What you should do
Leave out the pictures and copy each record below exactly.

Data records
+ + + + + + +

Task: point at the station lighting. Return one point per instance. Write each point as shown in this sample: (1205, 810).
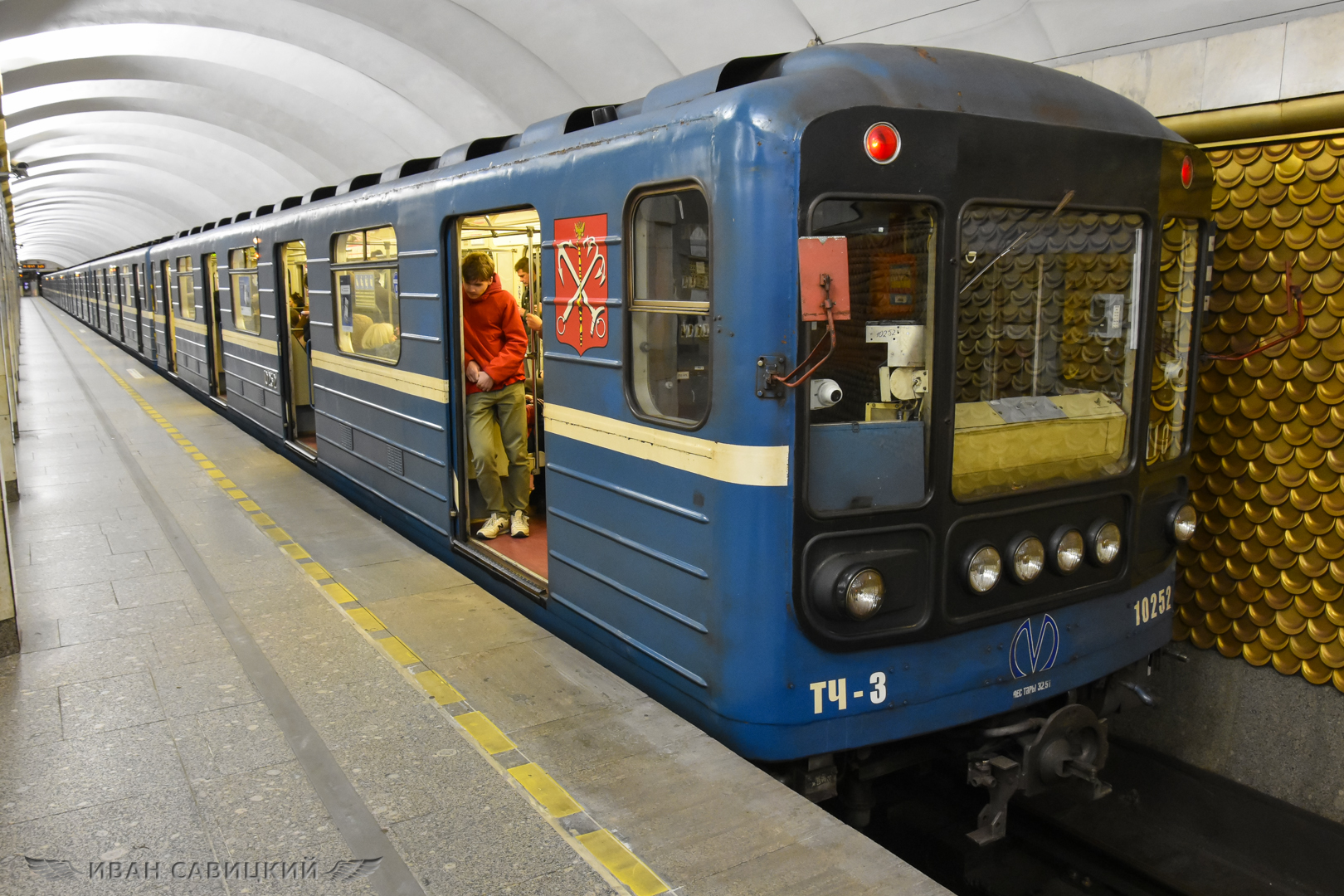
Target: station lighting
(1069, 551)
(1183, 523)
(1107, 543)
(882, 143)
(863, 596)
(1029, 559)
(984, 568)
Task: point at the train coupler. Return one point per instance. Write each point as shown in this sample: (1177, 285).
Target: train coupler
(1032, 757)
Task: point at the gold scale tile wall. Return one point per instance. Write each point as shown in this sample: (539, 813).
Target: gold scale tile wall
(1264, 575)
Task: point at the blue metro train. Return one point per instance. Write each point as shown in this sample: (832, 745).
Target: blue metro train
(860, 409)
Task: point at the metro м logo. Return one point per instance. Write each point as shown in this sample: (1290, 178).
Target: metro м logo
(1034, 649)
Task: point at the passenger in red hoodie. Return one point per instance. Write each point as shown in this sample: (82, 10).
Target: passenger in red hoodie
(496, 344)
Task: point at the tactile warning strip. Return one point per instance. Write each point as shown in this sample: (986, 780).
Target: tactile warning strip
(1264, 575)
(600, 848)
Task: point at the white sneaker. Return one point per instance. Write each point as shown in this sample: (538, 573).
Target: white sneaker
(518, 527)
(496, 524)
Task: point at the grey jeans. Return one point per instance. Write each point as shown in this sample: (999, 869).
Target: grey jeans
(507, 407)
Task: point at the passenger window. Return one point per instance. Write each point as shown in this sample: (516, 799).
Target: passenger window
(670, 306)
(364, 292)
(869, 403)
(1170, 416)
(242, 273)
(186, 289)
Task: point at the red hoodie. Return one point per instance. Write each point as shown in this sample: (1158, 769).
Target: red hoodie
(494, 336)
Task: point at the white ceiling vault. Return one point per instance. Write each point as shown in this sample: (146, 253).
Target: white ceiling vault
(145, 117)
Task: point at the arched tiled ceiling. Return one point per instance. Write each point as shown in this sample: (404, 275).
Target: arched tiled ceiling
(145, 117)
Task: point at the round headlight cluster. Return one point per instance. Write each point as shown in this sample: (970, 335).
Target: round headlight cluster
(1105, 543)
(1069, 551)
(984, 570)
(1183, 522)
(864, 592)
(1030, 557)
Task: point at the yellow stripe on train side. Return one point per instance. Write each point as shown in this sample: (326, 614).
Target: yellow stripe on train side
(738, 464)
(392, 377)
(247, 340)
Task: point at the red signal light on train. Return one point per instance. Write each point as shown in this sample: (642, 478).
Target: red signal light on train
(882, 143)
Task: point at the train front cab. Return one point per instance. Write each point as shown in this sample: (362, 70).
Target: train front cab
(999, 440)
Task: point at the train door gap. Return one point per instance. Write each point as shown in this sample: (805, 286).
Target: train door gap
(214, 342)
(511, 241)
(119, 295)
(138, 297)
(169, 321)
(295, 349)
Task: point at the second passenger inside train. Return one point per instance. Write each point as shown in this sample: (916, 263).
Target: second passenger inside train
(496, 344)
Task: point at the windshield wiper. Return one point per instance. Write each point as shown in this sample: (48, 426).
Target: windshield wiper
(1018, 242)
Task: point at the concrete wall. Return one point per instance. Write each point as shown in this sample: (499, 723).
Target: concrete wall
(1277, 733)
(1281, 62)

+ + + + + + +

Output of the task
Task: point at the station lighting. Return one point per instance. Write each point as shown in this sample: (1205, 810).
Target: station lighting
(1069, 551)
(1183, 523)
(1107, 543)
(882, 143)
(863, 596)
(1029, 559)
(984, 568)
Task: point at the train coupler. Return one point per instance. Write each point as shown in this sample: (1177, 285).
Target: train coupler
(1032, 757)
Task: point at the gold scale tile wall. Return one point per instance. Write each point as shown in this sample: (539, 813).
Target: gold scale tile wall
(1264, 575)
Task: point at the blue metro train. Return one point per instance. Write each point as shown in this sample: (832, 745).
Target: blue metro train
(860, 409)
Task: point at the metro м logo. Return one point per instance. Write each point as shown in this sample: (1290, 178).
Target: metro м logo
(1034, 649)
Task: point at the passenger in red hoodie. Return one point per instance. Write each point as shown in this sample: (82, 10).
Target: passenger in red hoodie
(496, 344)
Task: point at the tactile warning strip. Return one point per instance. Write each point as shown in this sample: (986, 780).
Target: tactile warning strip
(1264, 575)
(600, 848)
Task: point at the white sneaker. Return one point per instance. Write each point as shown in this sample: (538, 573).
Target: white sneaker
(518, 527)
(496, 524)
Task: point at the grey jeans. Return one point per instance. Write each point as shown in this sample: (999, 869).
Target: grey jeans
(507, 407)
Task: point at the passenger window. Return one point per instance. Write each point as shown in this sample: (516, 799).
Target: passenger window
(670, 306)
(364, 292)
(869, 403)
(1170, 416)
(242, 273)
(186, 289)
Task: point at the red hoodie. Return one point per instance. Write each point as shown in this sample: (1158, 769).
Target: red hoodie
(494, 336)
Task: point at the white ceiling vault. Return one point per instance. Write each point as shown in this sample: (146, 253).
Target: white ceiling vault
(145, 117)
Task: point at the arched tiled ceiling. Return one point per instance. Write each point as shown in this sample: (404, 275).
Target: arched tiled ceiling
(145, 117)
Task: point at the round headlight cluster. Return one point per instance. Write each point as shown in this sample: (970, 335).
Target: round headlight cluster
(1105, 543)
(1069, 551)
(984, 570)
(1183, 522)
(864, 592)
(1030, 557)
Task: point at the yellow stripe on train side. Return one point per instance. Write each point as shown in this sample: (326, 614).
Target: yellow stripe on train side
(738, 464)
(392, 377)
(247, 340)
Task: point at the red signal light on train. Return one point per instance. Write each point as shown in this sample: (642, 478).
Target: red signal light on train
(882, 143)
Task: point at the train front cab. Return one point per instance. Write each point as shown in this sample: (362, 70).
Target: train front cab
(999, 440)
Task: point at the train door gap. Return one point per instance. Write each point as shown in this sample: (805, 286).
Target: train door gap
(214, 342)
(511, 241)
(119, 295)
(138, 297)
(169, 321)
(295, 349)
Task: point at the second passenger inside train. Return one point per instance. Write each point as shown in this sample: (916, 263).
Target: second passenger inside train
(496, 344)
Task: point at the windshield wiper. Return one point per instance. Write each point as shown in this sample: (48, 426).
Target: windshield wiper
(1018, 242)
Task: point at the concrete wall. Return one point per instance. Write each point as shown in this sample: (499, 723).
Target: concrete wall
(1277, 733)
(1281, 62)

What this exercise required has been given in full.